Goal of the exercise
Using the records below, give again exactly the lines from the line that contains "Spot the black dress" through the line that contains "Spot the concrete", both ends included, and only those.

[Records from a data collection]
*** Begin section ***

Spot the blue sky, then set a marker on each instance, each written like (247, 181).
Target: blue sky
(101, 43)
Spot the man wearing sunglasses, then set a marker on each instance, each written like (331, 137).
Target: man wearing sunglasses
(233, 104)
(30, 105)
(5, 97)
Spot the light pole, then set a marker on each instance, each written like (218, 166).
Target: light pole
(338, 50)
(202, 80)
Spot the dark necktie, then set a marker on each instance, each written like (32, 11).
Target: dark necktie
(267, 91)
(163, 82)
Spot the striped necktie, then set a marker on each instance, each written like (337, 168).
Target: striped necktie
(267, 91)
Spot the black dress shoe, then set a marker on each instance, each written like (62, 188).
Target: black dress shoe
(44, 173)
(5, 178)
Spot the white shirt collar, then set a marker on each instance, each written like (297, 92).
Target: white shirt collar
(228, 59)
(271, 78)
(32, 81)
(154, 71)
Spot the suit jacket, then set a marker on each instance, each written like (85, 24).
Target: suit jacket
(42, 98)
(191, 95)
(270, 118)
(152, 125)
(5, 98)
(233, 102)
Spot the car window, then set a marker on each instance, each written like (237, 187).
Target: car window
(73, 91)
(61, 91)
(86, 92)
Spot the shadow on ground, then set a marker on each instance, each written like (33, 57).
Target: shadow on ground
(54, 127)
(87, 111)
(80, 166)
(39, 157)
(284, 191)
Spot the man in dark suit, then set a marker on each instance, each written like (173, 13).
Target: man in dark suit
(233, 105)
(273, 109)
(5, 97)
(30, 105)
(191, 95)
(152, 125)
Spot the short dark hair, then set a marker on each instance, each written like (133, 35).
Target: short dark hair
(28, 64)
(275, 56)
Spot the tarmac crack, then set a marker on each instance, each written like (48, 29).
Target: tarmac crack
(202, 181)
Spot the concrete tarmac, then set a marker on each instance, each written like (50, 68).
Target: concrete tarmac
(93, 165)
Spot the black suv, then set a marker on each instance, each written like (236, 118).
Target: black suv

*** End section ***

Solved exercise
Spot the black dress shoe, then set a marker on each instance, each written like (62, 188).
Target: black dress shoe
(44, 173)
(5, 178)
Spot the white shirt collar, then set a marker on each instance, each written like (297, 92).
Target: white shirt collar
(228, 59)
(271, 78)
(32, 81)
(154, 71)
Spot the suit jacket, then set a marker on each instance, each written like (85, 24).
Target: suit jacket
(42, 98)
(191, 95)
(270, 118)
(152, 125)
(5, 98)
(233, 102)
Spot the car window, then set a marker on each instance, each written like (237, 187).
Target: car window
(73, 91)
(61, 91)
(86, 92)
Spot the shadow on ground, then set a marker on each instance, each written like (33, 57).
Target: shadow on ground
(54, 127)
(87, 111)
(80, 166)
(39, 157)
(284, 191)
Spot the man in dark suit, then set a marker on each instance, each written like (173, 13).
Target: man in dark suit
(233, 105)
(273, 109)
(5, 97)
(30, 105)
(191, 95)
(152, 125)
Spot the short dark hair, then set a marker on each instance, each written like (133, 35).
Target: short dark hair
(28, 64)
(275, 56)
Spot the tarmac crack, then set a marker on each instance, each written like (48, 29).
Target: tarmac crack
(202, 181)
Spot the concrete tarmac, then set a marker on each instance, each written like (50, 68).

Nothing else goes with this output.